Задание >> Допишите текст о Ле Карре и противостоянии СССР и Запада, начав сразу после его последнего предложения.

Исходный текст >>
::::::::

Разумеется, Ле Карре идеализирует западную ситуацию. Но он прав в том смысле, что для буржуазных государств противостояние СССР, Холодная война представляли, под определенным углом зрения, значительно более серьезную проблему, чем противостояние Западу — для СССР. Здесь не было общечеловеческих ценностей и морали, к которым, пусть нередко фальшиво и в пропагандистских целях, вынуждены были прибегать либеральные диктатуры (они же — демократии) среднего класса на Западе. Любое нарушение Западом своих же принципов вело к пропагандистским ударам со стороны СССР по слабым или обнажившимся точкам.

::::::::

Выборка данных >>
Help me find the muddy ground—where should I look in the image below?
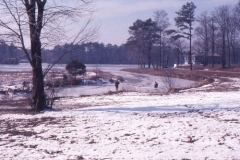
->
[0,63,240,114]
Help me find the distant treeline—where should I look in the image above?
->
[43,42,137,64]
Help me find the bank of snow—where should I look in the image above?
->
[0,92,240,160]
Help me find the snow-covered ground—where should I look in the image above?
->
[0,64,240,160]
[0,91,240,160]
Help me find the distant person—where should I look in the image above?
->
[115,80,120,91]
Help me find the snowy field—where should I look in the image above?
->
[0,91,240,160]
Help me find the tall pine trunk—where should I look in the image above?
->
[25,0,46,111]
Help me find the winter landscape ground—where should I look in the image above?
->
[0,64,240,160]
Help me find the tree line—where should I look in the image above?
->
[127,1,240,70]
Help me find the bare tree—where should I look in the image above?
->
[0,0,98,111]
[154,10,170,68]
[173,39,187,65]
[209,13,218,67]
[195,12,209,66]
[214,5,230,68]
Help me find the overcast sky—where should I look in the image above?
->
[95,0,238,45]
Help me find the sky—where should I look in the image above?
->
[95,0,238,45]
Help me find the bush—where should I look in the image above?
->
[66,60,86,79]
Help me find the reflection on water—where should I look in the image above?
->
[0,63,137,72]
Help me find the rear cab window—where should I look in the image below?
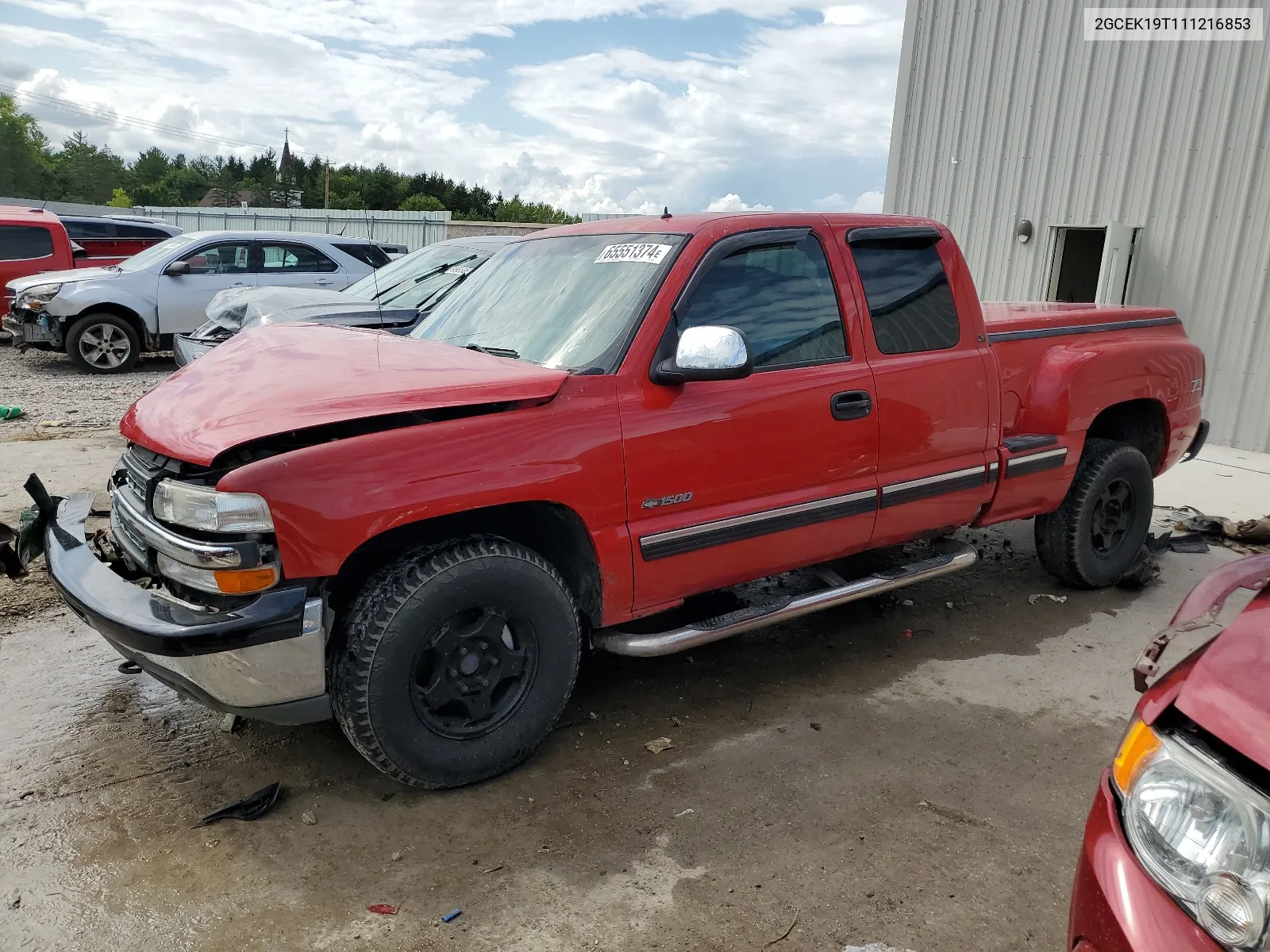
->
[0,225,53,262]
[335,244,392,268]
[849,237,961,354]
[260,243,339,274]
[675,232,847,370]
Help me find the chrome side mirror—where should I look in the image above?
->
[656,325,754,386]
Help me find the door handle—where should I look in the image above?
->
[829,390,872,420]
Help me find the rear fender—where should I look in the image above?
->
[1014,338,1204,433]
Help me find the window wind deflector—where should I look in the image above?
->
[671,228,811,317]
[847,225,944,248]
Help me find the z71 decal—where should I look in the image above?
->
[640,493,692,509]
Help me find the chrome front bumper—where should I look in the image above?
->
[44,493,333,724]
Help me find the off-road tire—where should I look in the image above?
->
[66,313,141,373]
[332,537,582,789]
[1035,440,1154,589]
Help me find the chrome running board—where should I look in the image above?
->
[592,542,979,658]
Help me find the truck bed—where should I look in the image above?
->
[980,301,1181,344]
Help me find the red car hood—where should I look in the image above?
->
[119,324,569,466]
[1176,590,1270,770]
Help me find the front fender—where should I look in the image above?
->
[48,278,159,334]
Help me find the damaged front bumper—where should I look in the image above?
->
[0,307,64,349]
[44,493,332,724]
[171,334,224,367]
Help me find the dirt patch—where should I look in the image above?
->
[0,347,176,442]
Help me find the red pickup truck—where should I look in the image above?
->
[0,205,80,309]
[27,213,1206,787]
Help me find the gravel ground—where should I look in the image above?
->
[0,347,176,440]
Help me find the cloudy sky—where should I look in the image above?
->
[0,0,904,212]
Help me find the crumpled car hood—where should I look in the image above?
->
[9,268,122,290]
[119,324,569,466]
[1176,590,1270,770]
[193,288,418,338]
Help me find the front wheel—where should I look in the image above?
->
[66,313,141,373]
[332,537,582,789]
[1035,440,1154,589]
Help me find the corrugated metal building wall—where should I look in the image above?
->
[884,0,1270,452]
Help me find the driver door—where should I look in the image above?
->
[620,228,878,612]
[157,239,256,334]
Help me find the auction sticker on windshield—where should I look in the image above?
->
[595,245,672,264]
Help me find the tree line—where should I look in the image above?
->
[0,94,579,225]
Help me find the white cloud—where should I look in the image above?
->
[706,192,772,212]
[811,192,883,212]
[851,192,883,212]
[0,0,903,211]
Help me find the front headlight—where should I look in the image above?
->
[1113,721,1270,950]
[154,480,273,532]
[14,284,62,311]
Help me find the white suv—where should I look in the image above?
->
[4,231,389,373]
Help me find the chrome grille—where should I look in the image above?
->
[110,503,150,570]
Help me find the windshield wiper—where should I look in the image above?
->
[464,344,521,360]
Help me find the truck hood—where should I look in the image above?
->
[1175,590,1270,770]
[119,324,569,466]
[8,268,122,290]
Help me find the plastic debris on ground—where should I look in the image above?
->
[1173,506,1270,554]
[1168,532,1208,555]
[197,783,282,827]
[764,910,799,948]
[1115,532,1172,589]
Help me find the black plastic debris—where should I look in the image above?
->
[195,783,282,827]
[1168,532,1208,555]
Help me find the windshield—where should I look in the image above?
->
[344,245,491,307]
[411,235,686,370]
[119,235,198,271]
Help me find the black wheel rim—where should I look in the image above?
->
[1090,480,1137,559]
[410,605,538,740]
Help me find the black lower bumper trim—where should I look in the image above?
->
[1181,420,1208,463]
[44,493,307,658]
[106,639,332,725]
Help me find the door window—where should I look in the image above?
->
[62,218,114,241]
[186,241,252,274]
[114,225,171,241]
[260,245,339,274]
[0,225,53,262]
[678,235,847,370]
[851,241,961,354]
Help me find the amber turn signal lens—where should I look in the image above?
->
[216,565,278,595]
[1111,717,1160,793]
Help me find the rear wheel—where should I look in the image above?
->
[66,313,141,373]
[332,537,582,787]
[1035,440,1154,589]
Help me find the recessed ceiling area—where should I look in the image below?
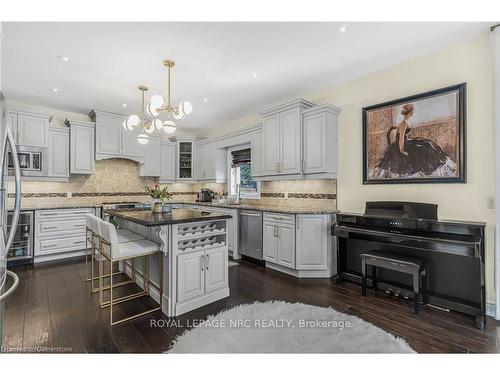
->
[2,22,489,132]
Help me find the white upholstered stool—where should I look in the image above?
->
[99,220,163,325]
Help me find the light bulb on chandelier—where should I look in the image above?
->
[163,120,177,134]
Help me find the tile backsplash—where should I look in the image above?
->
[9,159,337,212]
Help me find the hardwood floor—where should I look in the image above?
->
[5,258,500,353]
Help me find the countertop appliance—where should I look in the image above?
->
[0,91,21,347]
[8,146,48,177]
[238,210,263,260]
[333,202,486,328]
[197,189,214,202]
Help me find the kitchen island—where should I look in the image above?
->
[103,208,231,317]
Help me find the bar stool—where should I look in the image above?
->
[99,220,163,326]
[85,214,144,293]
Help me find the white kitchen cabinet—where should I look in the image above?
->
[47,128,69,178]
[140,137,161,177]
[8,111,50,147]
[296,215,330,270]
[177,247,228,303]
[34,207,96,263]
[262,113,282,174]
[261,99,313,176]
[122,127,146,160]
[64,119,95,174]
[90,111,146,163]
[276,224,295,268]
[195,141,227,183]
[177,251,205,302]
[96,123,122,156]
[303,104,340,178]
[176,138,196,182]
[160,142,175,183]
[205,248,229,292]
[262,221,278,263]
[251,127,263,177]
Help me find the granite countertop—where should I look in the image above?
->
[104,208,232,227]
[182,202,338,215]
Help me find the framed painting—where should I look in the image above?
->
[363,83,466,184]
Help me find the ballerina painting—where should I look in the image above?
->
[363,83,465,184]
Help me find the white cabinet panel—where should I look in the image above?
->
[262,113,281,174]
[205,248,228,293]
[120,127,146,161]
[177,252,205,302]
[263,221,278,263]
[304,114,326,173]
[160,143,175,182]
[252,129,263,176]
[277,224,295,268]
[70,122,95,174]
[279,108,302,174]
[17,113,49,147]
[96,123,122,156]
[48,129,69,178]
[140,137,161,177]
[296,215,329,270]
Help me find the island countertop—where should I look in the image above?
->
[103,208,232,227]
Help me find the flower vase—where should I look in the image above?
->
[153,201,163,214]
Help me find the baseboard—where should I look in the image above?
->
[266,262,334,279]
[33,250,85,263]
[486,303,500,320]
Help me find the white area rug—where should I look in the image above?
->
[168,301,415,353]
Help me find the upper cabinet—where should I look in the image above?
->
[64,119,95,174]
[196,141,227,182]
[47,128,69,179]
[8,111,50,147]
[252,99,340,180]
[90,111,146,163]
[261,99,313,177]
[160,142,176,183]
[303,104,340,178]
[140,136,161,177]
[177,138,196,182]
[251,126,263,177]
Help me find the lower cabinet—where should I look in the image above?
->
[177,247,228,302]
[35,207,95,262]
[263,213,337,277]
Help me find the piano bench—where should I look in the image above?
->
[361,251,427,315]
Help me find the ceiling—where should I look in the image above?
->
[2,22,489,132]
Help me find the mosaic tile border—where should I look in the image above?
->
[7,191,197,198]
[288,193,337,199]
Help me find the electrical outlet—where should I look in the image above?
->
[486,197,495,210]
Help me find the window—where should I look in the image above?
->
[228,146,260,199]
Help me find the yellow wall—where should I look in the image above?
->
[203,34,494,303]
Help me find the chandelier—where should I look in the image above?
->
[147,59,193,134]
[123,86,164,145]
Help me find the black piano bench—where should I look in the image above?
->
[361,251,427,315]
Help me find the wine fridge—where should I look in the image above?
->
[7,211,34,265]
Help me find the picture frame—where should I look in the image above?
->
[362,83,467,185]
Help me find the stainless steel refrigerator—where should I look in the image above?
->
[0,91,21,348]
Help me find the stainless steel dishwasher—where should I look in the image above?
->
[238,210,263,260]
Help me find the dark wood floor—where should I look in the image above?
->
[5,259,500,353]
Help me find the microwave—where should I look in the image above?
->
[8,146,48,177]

::::::::

Ответ на задание >>
А вот коммунистическая система так подставиться не могла. Какие-такие общечеловеческие ценности? Гуманизм бывает только классовый. Буржуазные государства? Нет, «сообщество международных бандитов» — империалистов, эксплуататоров и угнетателей, мы им покажем «кузькину мать». Поэтому повороты во внешней политике и объяснять не надо. Повороты — естественны: «С волками жить — по-волчьи выть». Вот это и есть классовая ценность. Поэтому: вчера — «мутная волна фашизма захлестывает Европу», а сегодня — «доблестная германская авиация бомбит Варшаву». Вчера: Тито — злодей, «фашистская собака». Сегодня: Тито — друг, извини, что собакой рисовали. «Злодей в том виноват, чтоб ему, поганцу, в ад!» Вчера: Сиад Барре — лучший друг СССР. А сегодня уже нет: страшно далек он от СССР и от трудящихся собственной страны, зато нам близок и дорог Менгисту Хайле Мариам, который поведет эфиопский народ к высотам коммунизма прямо от гноища, минуя все другие «измы». Подобные повороты и развороты не вызвали в коммунистическом социуме тех идейно-политических проблем, которые могли возникнуть в таких случаях на Западе. И это лишнее свидетельство тому, что Холодная война была особым явлением в мире XX в.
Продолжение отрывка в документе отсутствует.